Referring expression data

++++++++

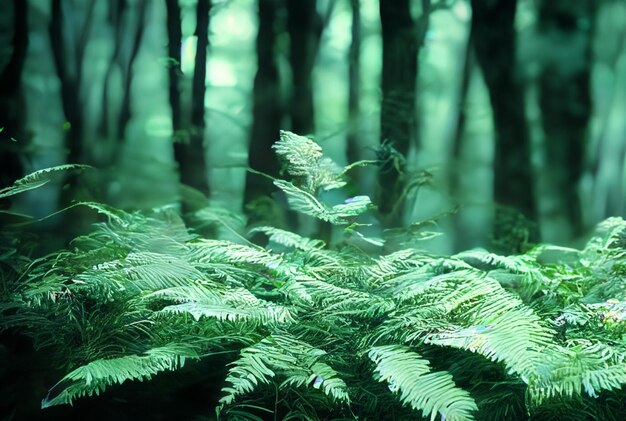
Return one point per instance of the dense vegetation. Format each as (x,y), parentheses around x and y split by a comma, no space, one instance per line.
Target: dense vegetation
(362,328)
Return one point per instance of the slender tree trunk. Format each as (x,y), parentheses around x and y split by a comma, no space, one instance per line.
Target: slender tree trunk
(402,38)
(188,141)
(305,27)
(117,11)
(267,106)
(125,111)
(12,108)
(70,71)
(461,243)
(354,84)
(494,39)
(196,160)
(565,97)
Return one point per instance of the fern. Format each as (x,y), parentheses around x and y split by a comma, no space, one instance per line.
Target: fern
(37,179)
(471,335)
(282,355)
(96,376)
(431,392)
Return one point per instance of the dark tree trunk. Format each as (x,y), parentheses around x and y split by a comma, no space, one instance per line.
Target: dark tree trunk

++++++++

(TASK TO COMPLETE) A word-for-word copy of all the data, without pictures, is the expected output.

(RESULT FOR THIS EXERCISE)
Return one point per instance of the dense vegetation. Format each as (x,y), parentheses around x and y split by a comma, no space, one instance per line.
Target: dense vegetation
(362,328)
Return one point per instance of the slender tree trunk. Format each as (x,y), parentheses around x and y split by a comma, no space, one instance per line.
Target: slender tree trunk
(402,38)
(188,141)
(305,27)
(117,11)
(267,106)
(125,111)
(12,108)
(70,71)
(461,243)
(354,84)
(494,39)
(196,160)
(565,97)
Return one point per instance of the fern. Format each as (x,y), parentheses around x and y split by a comma, no space, one instance per line.
Target: fern
(37,179)
(471,335)
(282,355)
(96,376)
(431,392)
Return one point per instance of the dark tree trunk. Format each as (x,y), parentheses around x and y split by a comma, no space, one instance per line.
Target: dark tree trunk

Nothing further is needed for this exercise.